Skip to content

clg-admin/osemosys-rdm

Repository files navigation

OSeMOSYS-RDM (osemosys-rdm)

A reproducible workflow tool for preprocessing, solving, and postprocessing models built with the OSeMOSYS (Open Source Energy Modelling System) architecture, with built-in support for Robust Decision Making (RDM) style exploratory ensembles and scenario discovery (PRIM).

Developed by: Luis Victor Gallardo and Andrey Salazar Vargas.


What this is (and is not)

This repository provides an OSeMOSYS-specific workflow for running:

  • a single baseline model run (“Future 0”), and/or
  • a large ensemble of futures (e.g., Latin Hypercube Sampling) for RDM-type uncertainty analysis,

…then producing standardized outputs suitable for downstream analysis and PRIM scenario discovery.

Not affiliated: This is an independent tool and is not affiliated with or endorsed by the upstream OSeMOSYS project.


Scope: energy and beyond

OSeMOSYS is often used for energy-system planning, but the workflow here is not limited to “energy-only” models.

It can also support OSeMOSYS-based models that represent additional domains (e.g., land-use, industrial processes, waste, CLEWs-style integrated systems), as long as the model is expressed using the OSeMOSYS set/parameter/variable architecture (and the formulation used is compatible — see below).


Key features

  • Two operation modes

    • Base Future mode: execute a single baseline scenario ("Future 0")
    • RDM Experiment mode: generate and evaluate multiple futures using uncertainty ranges (Latin Hypercube Sampling)
  • Multi-solver support

    • GLPK is required (used for preprocessing). Additionally supports CBC, CPLEX, and Gurobi for solving.
  • End-to-end automation

    • preprocessing → solve → postprocessing → consolidated datasets in src/Results/
  • Scenario discovery

    • integrated PRIM workflow for identifying parameter ranges associated with success/risk outcomes
  • Reproducible pipelines

    • runs as a DVC pipeline with dependency tracking and caching

Compatibility: OSeMOSYS formulation/version

This workflow is designed for the GNU MathProg implementation of OSeMOSYS (LP formulation), and has been tested with the formulation used in MUIO v5.3.

What “compatible” means in practice

Your model/data should be consistent with the OSeMOSYS architecture and naming conventions used in GNU MathProg OSeMOSYS formulations (examples):

  • sets like REGION, TECHNOLOGY, COMMODITY, EMISSION, YEAR, TIMESLICE (and optional STORAGE, UDC, etc.)

**STATED EXERCISE 1**
Say whether each statement below agrees with the OSeMOSYS-RDM page. Answer yes or no, and quote the words of the page that settle it.
(a) GLPK is an optional solver for the workflow.
(b) The workflow has been tested with the formulation used in MUIO v5.3.
(c) The tool is endorsed by the upstream OSeMOSYS project.

**RECORD LIST**
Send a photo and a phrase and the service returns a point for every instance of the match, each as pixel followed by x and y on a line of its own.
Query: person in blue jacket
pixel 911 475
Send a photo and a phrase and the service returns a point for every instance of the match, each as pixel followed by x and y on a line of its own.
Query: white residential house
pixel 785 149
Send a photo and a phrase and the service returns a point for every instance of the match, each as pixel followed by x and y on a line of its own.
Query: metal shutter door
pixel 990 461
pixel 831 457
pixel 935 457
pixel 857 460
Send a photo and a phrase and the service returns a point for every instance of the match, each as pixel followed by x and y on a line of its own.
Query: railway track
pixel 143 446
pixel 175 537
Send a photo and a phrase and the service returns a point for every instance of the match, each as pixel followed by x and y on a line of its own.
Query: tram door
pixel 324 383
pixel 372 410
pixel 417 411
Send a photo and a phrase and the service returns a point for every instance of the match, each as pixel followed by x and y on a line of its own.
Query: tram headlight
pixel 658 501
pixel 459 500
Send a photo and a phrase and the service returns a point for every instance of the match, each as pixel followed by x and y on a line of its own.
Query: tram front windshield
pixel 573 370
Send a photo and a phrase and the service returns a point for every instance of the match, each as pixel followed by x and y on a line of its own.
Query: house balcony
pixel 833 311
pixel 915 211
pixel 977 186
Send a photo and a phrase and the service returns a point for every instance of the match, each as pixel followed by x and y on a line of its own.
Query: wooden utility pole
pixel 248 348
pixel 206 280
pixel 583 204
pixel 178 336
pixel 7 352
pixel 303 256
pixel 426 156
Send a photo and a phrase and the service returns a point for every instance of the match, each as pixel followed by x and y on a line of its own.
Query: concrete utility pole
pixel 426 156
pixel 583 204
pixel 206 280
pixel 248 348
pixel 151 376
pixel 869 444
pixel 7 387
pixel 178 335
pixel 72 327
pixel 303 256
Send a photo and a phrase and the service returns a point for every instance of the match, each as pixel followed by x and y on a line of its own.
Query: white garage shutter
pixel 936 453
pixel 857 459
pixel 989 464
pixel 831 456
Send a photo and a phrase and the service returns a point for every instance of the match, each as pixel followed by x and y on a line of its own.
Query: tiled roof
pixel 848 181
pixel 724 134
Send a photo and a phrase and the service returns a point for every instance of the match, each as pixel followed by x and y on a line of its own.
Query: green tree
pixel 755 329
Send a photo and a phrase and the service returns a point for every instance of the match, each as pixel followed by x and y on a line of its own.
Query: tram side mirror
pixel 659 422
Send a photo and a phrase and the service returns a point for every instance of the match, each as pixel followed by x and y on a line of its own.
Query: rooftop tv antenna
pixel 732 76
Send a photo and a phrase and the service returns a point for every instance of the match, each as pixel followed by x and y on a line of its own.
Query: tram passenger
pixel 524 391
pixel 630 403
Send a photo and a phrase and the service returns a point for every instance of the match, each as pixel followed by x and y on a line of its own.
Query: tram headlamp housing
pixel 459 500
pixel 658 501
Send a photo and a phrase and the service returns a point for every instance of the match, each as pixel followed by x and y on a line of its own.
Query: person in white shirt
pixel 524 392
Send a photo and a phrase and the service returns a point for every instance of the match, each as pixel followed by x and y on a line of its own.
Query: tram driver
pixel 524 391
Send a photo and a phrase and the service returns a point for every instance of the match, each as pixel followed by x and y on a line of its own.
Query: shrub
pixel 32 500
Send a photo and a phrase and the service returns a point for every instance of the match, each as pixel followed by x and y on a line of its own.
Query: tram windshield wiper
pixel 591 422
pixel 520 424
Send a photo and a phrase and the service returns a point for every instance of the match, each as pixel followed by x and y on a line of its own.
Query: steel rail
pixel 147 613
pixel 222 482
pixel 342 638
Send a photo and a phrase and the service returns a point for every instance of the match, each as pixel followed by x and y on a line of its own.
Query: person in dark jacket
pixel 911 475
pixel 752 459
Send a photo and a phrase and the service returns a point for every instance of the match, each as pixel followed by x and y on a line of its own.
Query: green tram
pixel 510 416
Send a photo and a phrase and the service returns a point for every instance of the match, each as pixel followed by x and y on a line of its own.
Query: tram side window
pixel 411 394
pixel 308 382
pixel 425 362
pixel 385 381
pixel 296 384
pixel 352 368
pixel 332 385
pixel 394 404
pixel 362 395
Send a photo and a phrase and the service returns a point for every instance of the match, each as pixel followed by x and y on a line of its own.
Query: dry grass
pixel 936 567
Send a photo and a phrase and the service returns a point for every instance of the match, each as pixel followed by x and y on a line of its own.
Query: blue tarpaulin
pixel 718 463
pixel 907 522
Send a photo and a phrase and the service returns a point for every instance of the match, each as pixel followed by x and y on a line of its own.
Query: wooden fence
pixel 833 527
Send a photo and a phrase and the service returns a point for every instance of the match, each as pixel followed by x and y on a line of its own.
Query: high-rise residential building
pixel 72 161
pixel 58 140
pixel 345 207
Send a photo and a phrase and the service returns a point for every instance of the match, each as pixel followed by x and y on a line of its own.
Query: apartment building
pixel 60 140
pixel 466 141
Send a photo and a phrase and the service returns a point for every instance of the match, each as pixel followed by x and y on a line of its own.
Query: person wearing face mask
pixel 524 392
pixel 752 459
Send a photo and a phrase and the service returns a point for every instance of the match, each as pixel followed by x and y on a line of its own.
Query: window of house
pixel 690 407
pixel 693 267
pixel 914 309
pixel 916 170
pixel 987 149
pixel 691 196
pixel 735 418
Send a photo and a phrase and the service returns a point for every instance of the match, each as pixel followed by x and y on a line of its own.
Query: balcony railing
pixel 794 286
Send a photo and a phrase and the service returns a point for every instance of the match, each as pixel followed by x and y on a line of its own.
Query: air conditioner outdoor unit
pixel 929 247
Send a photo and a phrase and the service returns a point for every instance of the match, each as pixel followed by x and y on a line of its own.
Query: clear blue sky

**STATED EXERCISE 2**
Identify each line of the records that contains the word "house", and copy those lines.

**WRITTEN ANSWER 1**
(a) No: "GLPK is required (used for preprocessing)."
(b) Yes: "has been tested with the formulation used in MUIO v5.3"
(c) No: "is not affiliated with or endorsed by the upstream OSeMOSYS project"

**WRITTEN ANSWER 2**
Query: white residential house
Query: house balcony
Query: window of house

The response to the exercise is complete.